**WHAT IS ASKED**
Gather every line of the listing below that contains the string "patch", and copy each one in full.

* BEGIN RECORD LIST *

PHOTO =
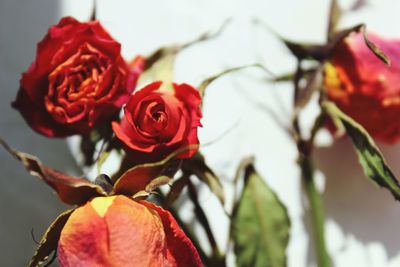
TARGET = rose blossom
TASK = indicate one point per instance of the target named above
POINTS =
(159, 121)
(77, 80)
(364, 87)
(117, 231)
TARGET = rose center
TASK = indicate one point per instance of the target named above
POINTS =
(73, 83)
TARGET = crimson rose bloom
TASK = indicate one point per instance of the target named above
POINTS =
(118, 231)
(364, 87)
(77, 80)
(159, 121)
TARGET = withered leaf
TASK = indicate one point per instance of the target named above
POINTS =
(71, 190)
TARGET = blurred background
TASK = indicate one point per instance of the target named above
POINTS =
(247, 112)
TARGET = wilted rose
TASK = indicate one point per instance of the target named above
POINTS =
(118, 231)
(159, 121)
(77, 80)
(364, 87)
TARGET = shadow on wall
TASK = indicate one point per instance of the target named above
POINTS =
(361, 208)
(25, 203)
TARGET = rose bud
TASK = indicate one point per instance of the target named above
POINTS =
(159, 121)
(118, 231)
(364, 87)
(77, 81)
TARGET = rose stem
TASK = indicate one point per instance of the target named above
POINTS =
(305, 162)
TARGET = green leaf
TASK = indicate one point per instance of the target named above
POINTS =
(260, 225)
(334, 17)
(369, 156)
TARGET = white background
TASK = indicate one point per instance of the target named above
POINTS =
(362, 221)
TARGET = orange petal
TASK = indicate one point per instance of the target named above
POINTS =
(113, 231)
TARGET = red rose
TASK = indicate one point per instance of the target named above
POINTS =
(159, 121)
(77, 80)
(117, 231)
(364, 87)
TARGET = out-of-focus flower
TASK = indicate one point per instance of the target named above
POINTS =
(77, 80)
(159, 120)
(364, 87)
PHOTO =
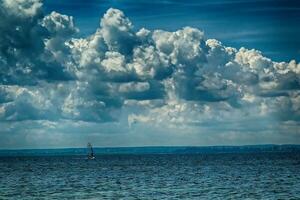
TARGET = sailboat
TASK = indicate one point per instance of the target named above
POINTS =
(90, 151)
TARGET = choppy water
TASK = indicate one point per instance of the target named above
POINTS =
(193, 176)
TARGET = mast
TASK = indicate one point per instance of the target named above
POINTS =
(90, 150)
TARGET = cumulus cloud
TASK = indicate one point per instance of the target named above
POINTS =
(117, 74)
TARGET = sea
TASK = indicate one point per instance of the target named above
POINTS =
(180, 175)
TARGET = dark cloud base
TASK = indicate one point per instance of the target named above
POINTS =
(136, 79)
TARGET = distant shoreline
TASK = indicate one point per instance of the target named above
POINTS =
(154, 150)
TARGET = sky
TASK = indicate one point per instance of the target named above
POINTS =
(149, 73)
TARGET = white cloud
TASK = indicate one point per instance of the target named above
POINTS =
(166, 79)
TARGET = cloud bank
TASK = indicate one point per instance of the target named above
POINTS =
(120, 79)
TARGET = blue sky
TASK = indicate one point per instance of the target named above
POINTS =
(139, 73)
(271, 26)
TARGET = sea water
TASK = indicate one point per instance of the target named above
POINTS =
(152, 176)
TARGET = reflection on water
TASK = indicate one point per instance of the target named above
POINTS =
(221, 176)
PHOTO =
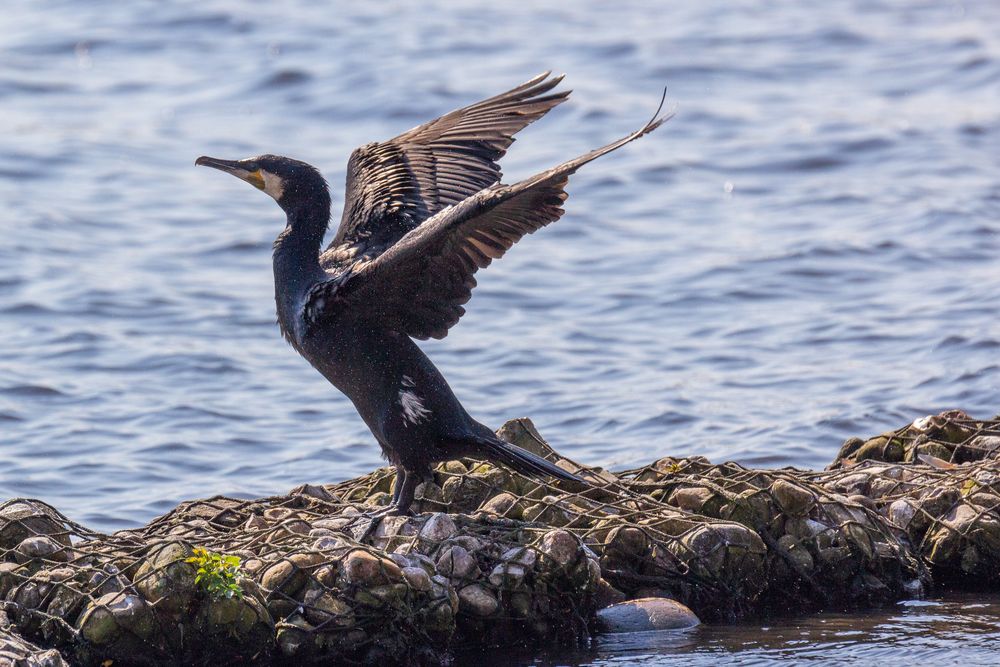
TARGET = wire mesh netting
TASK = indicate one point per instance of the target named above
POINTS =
(494, 557)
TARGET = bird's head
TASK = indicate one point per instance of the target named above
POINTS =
(292, 183)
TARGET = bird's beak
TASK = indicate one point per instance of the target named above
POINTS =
(241, 169)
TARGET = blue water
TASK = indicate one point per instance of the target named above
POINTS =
(806, 252)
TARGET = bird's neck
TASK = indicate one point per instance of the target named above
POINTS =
(299, 243)
(296, 256)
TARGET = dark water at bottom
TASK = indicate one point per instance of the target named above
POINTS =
(955, 629)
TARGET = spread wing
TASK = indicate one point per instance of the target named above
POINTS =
(394, 186)
(419, 284)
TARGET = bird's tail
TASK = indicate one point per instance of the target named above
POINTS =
(524, 461)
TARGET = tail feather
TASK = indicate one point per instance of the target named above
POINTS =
(524, 461)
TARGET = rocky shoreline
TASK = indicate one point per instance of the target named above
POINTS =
(492, 557)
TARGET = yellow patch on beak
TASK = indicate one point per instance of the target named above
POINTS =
(256, 179)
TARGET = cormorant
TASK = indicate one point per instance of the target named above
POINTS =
(422, 213)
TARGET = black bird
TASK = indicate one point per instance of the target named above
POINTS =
(422, 213)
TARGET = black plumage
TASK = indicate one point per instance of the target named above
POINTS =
(423, 212)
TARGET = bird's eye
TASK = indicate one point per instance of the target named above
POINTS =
(256, 179)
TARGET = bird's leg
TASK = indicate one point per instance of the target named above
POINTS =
(402, 492)
(404, 496)
(398, 485)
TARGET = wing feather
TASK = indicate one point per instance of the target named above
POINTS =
(421, 281)
(394, 186)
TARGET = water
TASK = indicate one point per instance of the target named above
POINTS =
(955, 629)
(807, 252)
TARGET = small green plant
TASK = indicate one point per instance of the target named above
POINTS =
(217, 573)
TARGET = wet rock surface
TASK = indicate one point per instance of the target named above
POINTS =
(492, 557)
(646, 614)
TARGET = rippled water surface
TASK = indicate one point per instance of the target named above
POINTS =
(808, 251)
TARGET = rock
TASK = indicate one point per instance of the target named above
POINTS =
(438, 528)
(293, 634)
(693, 499)
(23, 519)
(165, 579)
(522, 555)
(607, 595)
(507, 575)
(477, 601)
(366, 569)
(503, 504)
(97, 625)
(560, 547)
(324, 607)
(646, 614)
(417, 578)
(793, 499)
(456, 564)
(336, 524)
(11, 574)
(799, 555)
(40, 547)
(313, 491)
(901, 512)
(111, 613)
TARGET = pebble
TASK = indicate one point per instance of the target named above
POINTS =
(646, 614)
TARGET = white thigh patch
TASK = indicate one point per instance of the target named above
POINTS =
(413, 407)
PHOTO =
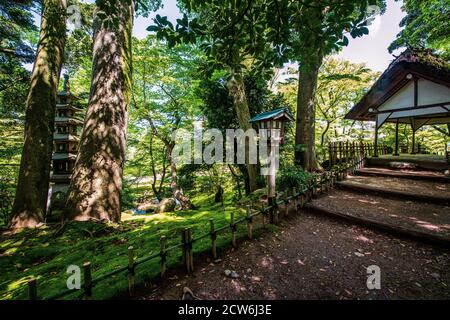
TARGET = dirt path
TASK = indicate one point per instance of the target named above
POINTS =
(316, 257)
(422, 217)
(403, 185)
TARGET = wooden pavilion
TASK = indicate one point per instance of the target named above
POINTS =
(414, 90)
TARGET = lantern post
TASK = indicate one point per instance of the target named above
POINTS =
(271, 128)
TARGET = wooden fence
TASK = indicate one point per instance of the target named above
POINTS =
(345, 151)
(319, 184)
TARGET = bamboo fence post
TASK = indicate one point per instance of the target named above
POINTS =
(263, 216)
(183, 247)
(131, 266)
(87, 280)
(330, 156)
(276, 210)
(32, 289)
(233, 230)
(286, 204)
(295, 198)
(163, 256)
(186, 253)
(249, 223)
(213, 239)
(191, 252)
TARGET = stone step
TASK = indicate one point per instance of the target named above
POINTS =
(423, 221)
(432, 176)
(419, 162)
(396, 188)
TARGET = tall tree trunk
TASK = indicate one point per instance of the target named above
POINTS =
(97, 179)
(176, 190)
(34, 176)
(305, 154)
(236, 88)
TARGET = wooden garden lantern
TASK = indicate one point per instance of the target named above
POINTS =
(274, 123)
(273, 120)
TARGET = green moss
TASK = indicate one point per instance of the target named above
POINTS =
(47, 253)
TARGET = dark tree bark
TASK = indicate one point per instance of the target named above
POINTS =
(97, 179)
(305, 154)
(34, 176)
(236, 88)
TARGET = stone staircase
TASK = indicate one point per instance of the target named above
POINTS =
(413, 203)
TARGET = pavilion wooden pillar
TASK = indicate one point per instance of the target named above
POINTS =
(396, 139)
(375, 151)
(413, 127)
(413, 149)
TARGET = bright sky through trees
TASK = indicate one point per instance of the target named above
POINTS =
(372, 49)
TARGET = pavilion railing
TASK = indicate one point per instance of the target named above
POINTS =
(342, 152)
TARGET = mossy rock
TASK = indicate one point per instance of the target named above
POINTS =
(166, 205)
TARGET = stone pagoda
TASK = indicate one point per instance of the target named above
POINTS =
(68, 127)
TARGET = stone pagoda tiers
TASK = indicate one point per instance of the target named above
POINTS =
(68, 127)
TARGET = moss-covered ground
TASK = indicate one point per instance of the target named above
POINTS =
(46, 253)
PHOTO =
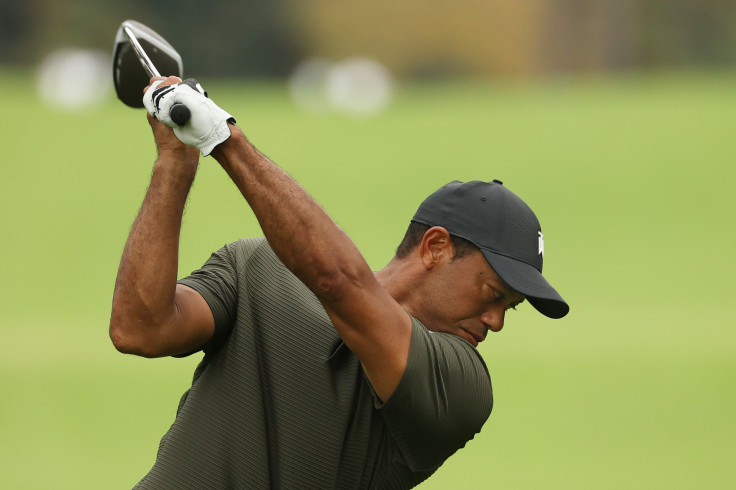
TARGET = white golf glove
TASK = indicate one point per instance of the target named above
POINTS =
(207, 126)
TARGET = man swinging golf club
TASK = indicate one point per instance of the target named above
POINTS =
(317, 372)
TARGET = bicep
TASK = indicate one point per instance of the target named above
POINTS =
(376, 329)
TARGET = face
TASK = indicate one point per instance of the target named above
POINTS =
(467, 298)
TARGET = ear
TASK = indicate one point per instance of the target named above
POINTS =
(436, 247)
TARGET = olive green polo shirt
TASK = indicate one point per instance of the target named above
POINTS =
(279, 401)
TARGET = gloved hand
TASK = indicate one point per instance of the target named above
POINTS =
(208, 124)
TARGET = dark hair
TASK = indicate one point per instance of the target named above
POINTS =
(415, 233)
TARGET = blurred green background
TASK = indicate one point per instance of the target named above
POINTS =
(626, 156)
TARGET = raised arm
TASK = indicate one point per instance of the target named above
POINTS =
(151, 315)
(315, 249)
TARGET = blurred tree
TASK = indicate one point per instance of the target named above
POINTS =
(415, 38)
(15, 20)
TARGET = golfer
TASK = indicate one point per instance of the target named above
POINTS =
(317, 371)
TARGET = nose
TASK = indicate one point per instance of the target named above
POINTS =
(493, 318)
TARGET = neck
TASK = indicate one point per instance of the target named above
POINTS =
(400, 278)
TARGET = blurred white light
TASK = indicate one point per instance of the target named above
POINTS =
(74, 79)
(358, 86)
(308, 85)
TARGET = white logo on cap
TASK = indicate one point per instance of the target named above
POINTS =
(541, 244)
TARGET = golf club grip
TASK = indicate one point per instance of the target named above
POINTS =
(180, 114)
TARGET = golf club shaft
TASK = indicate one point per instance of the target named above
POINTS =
(179, 113)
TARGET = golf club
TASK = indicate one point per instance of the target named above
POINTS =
(137, 53)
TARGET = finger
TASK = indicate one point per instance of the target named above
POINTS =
(164, 81)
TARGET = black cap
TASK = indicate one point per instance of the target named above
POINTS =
(506, 231)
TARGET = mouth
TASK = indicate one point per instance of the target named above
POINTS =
(471, 337)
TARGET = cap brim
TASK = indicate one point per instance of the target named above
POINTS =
(527, 280)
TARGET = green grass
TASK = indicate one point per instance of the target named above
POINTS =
(631, 178)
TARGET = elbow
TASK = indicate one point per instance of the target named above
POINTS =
(127, 341)
(334, 285)
(121, 338)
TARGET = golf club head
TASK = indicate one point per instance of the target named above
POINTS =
(128, 73)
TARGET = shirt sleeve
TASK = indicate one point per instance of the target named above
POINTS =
(442, 401)
(217, 282)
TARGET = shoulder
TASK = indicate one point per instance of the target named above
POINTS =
(442, 401)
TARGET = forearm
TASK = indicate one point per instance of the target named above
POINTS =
(301, 234)
(145, 288)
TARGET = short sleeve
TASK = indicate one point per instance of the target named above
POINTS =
(217, 282)
(442, 401)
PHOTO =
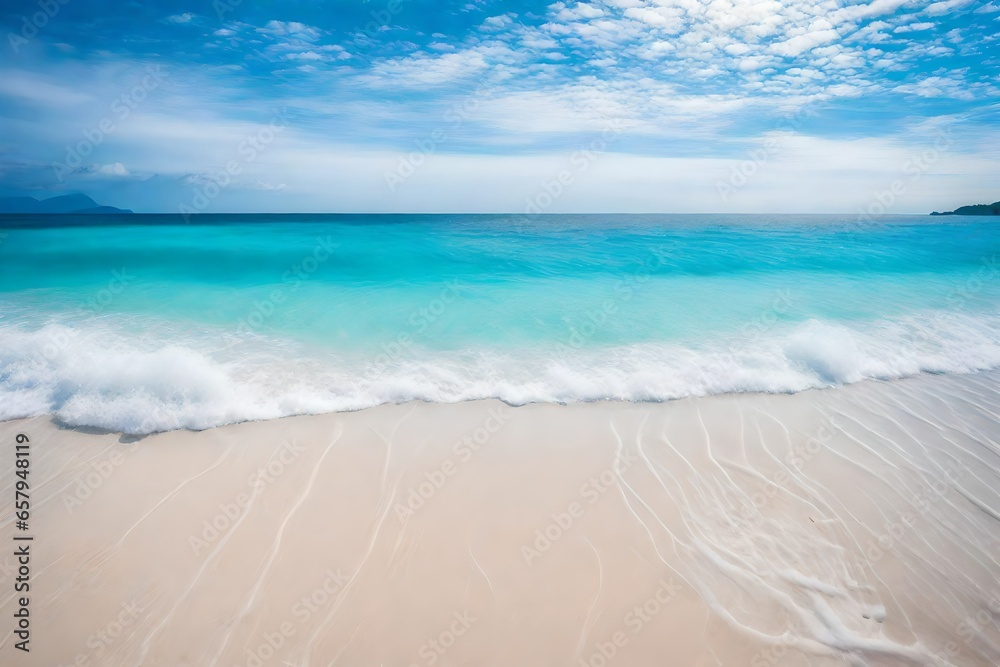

* END RECORD LIST *

**SOLVED EXERCISE**
TARGET = yellow patch on beak
TARGET = white thigh patch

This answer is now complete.